## Instrucciones y requisitos
Según el fragmento sobre la película de Otto Preminger, ¿en qué año se publicó el best seller de Henry Morton Robinson en el que se basó?

## Fragmento del texto
----

Aparte de hoy en día desconocida y pese a que no gozó de excesivo éxito comercial ni crítico en su país de origen, tengo la sensación de que ha caído injustamente en el olvido y, lo que es más importante, aparte de haberme parecido siempre –las cuatro veces que la he visto- grandiosa es de una rabiosa actualidad, más en estos tiempos en los que vuelven a asomar totalitarismos múltiples por buena parte del mundo.
Concebida como película-río repasa una buena y fundamental parte de la primera mitad del siglo XX. Me refiero al telón de fondo de las andanzas de un joven y humilde sacerdote bostoniano que acaba accediendo a las más altas cunas de la jerarquía eclesiástica. Así, aborda los derechos civiles en la América de la década de los 30, el auge del nazismo y la posición neutral que la Iglesia mantuvo con el mismo o las luchas de poder vaticanas.
No se olvide además que fue concebida en 1962/3, en pleno Concilio Vaticano II, todo un pequeño o no tanto, maremoto dentro del seno de la Iglesia Católica, de la Curia. Igualmente, tampoco se olvide que el material literario en el que se basó fue un best seller del también bostoniano Henry Morton Robinson publicado en 1950, que recogía la vida de Francis Spellman, arzobispo de Nueva York y finalmente el cardenal que indica el título.
Otro dato curioso y muy a tener en cuenta es que en su confección final tuvo bastante que ver el asesoramiento del teólogo y futuro papa Joseph Ratzinger, conocido para la historia como Benedicto XVI. Coincidió con una época en la que se encontraba menos escorado a un conservadurismo más militante, cuando era y creo que nunca dejó de serlo una de las cabezas más preclaras e intelectuales del lugar.
Pero sobre todo hay un gestor determinante en esta obra magna, extraordinaria, adictiva, fascinante, es el genial cineasta Otto Preminger, conocido también como Otto el Ogro o el Terrible, apodos sobrevenidos por su carácter de mil demonios al menos en el set de rodaje, por su trato tantas veces humillante, despótico, tirano con los actores.
Ello no puede anular jamás el enorme talento que atesoraba, demostrado en géneros y registros diversos, desde el negro al bélico, desde el intimismo a la grandilocuente o felizmente ampuloso. No se olvide que prácticamente toda su vida se enfrentaría al férreo código Hays, a censores de todo tipo y que fue uno de los que más apoyó, junto con Kirk Douglas, al “condenado” y apestado guionista Dalton Trumbo.

----

## Datos de origen
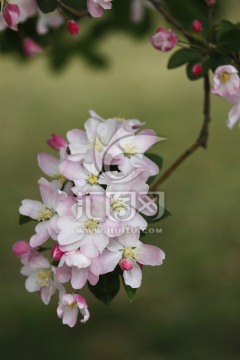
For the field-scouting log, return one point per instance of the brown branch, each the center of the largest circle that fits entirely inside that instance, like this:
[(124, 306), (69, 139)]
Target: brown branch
[(201, 141), (157, 4)]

----

## Resultado del ejercicio
Se publicó en 1950.